**INSTRUCTIONS:**
a - In the excerpt on the Python load_snippet function, the author's note calls the renaming part "a little silly." In one to three sentences, explain why.
b - Answer these questions from the excerpt on the Python load_snippet function, one answer per line with the same markers:
(i) Which three statement types does the check permit?
(ii) How many function definitions must the parsed snippet contain?
(iii) What name must the function carry?
c - Carry the Python load_snippet code excerpt forward from its final statement.

**EXCERPT TO READ:**
---*---

Author's Note: The renaming part is a little silly, because the process function definition gets executed inside the load_snippet() namespace, so it can't pollute the global namespace—but it serves for demonstration purposes.

   def load_snippet(s):
     t = ast.parse(s)
     function_defs = []
     # check that all statements are either imports or function definitions
     for i, x in enumerate(t.body):
       if type(x) not in [ast.Import, ast.ImportFrom, ast.FunctionDef]:
         raise RuntimeError('Detected invalid statement of type:', type(x))
       if isinstance(x, ast.FunctionDef):
         function_defs.append((i, x))
     # check that there is exactly one function
     if len(function_defs) != 1:
       raise RuntimeError('Found {0} functions'.format(len(function_defs)))
     # Check that the function is called 'process'
     f = function_defs[0][1]
     if f.name != 'process':
       raise RuntimeError('Misnamed function: {0.name} (should be "process")'.format(f))

---*---

**INFORMATION PROVIDED:**
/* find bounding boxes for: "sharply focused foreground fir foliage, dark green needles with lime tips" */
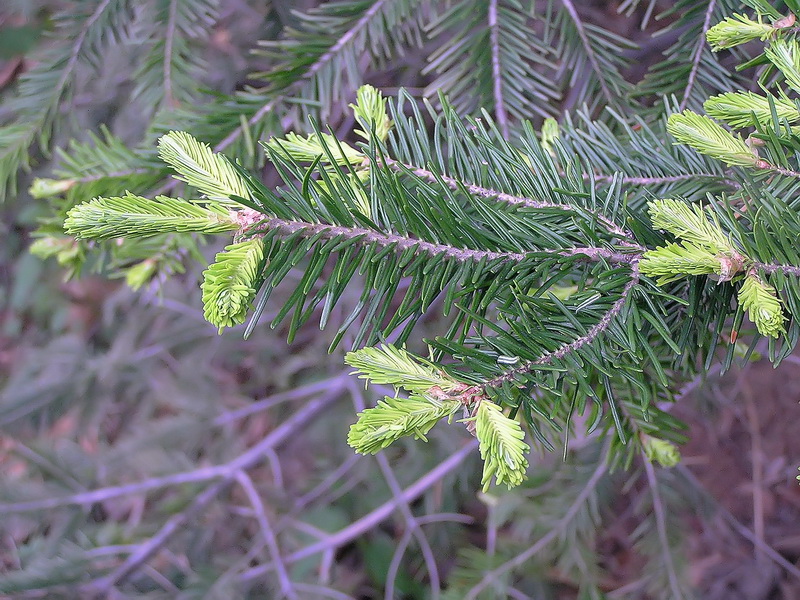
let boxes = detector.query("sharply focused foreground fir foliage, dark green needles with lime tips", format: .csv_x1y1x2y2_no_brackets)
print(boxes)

---*---

**ANSWER SET:**
a - The process function definition is executed inside the load_snippet() namespace, so it cannot pollute the global namespace anyway. The renaming therefore guards against nothing and is included only for demonstration purposes.

b -
(i) ast.Import, ast.ImportFrom and ast.FunctionDef
(ii) Exactly one
(iii) process

c -
     # Rename the process function to a unique name
     index = function_defs[0][0]
     unique_name = 'process_{0}'.format(random.getrandbits(100))
     t.body[index].name = unique_name
     # Compile and execute the plugin code as a module
     code = compile(t, '<string>', 'exec')
     func = locals()[unique_name]
     return func
When you run the load_snippet() method on the plugin_source snippet you get an exception, because it detects the invalid assignment to the name variable.

   >>> load_snippet(plugin_source)
   Traceback (most recent call last):
     File "<stdin>", line 1, in <module>
     File "article_3.py", line 366, in load_snippet
       raise RuntimeError('Detected invalid statement of type:', type(x))
   RuntimeError: ('Detected invalid statement of type:', <class '_ast.Assign'>)
If you comment out the name assignment statement, everything works, and you can invoke the returned function object.

   >>> process_func = load_snippet(plugin_source)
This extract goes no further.